START PROVIDED RECORDS
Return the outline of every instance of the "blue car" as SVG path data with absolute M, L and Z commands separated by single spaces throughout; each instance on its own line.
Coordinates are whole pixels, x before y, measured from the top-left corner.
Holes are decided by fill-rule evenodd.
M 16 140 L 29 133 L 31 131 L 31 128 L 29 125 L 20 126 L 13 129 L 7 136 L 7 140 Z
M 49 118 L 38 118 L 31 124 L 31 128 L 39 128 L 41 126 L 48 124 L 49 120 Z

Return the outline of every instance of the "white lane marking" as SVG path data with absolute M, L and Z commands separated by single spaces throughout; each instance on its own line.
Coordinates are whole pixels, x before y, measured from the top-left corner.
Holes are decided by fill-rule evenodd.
END PROVIDED RECORDS
START PROVIDED RECORDS
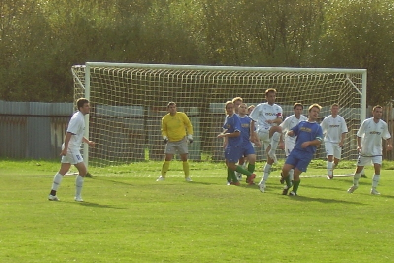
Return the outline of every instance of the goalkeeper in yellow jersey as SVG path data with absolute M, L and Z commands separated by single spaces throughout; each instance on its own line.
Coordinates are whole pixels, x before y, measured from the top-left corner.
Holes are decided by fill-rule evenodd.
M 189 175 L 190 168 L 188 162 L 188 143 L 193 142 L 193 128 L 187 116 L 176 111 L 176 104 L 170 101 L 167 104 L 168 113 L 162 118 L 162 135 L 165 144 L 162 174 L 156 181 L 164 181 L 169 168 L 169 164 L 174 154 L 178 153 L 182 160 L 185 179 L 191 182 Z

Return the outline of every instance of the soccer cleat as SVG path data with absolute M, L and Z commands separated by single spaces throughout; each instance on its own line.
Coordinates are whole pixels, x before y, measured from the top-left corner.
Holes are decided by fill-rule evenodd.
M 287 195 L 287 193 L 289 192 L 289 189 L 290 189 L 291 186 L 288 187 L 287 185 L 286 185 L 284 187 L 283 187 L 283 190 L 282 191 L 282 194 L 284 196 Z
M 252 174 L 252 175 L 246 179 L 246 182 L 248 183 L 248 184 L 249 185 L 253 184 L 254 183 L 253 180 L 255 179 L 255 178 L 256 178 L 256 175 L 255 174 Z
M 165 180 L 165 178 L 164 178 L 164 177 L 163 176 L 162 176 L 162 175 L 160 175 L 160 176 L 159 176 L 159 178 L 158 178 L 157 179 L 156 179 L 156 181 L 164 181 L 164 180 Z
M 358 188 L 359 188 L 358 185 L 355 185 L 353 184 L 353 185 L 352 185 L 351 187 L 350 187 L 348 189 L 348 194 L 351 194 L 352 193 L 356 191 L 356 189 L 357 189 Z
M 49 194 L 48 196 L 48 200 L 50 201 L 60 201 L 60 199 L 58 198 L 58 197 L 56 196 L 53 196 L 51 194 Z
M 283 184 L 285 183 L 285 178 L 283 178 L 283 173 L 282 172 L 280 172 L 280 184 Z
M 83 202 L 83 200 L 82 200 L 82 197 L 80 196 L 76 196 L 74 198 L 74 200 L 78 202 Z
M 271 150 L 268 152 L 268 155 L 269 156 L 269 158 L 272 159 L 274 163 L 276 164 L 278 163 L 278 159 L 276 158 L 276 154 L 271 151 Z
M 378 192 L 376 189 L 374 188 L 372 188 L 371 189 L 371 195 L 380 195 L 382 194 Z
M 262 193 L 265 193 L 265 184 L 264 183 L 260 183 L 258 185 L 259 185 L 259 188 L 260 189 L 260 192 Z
END PROVIDED RECORDS
**SET PROBLEM**
Lay out the listing from the line containing "Return the outline of every instance of the soccer" up to and including the line containing "M 165 180 L" as a Markdown table with the columns Row and Line, numbering each row and leaving out any blank lines.

**THE OUTPUT**
| Row | Line |
|---|---|
| 1 | Return the outline of every instance of the soccer cleat as SVG path data with absolute M, L and Z commands separated by single spaces throughout; each instance on its own line. |
| 2 | Coordinates are whole pixels, x before y, measured from the top-left corner. |
| 3 | Holes are decided by fill-rule evenodd. |
| 4 | M 287 195 L 287 193 L 289 192 L 289 189 L 290 189 L 291 186 L 288 187 L 287 185 L 286 185 L 284 187 L 283 187 L 283 190 L 282 191 L 282 194 L 284 196 Z |
| 5 | M 252 174 L 252 175 L 246 179 L 246 182 L 248 183 L 248 184 L 249 185 L 253 184 L 254 183 L 253 180 L 255 179 L 255 178 L 256 178 L 256 175 L 255 174 Z |
| 6 | M 165 180 L 165 178 L 164 178 L 164 177 L 163 176 L 162 176 L 162 175 L 160 175 L 160 176 L 159 176 L 159 178 L 158 178 L 157 179 L 156 179 L 156 181 L 164 181 L 164 180 Z |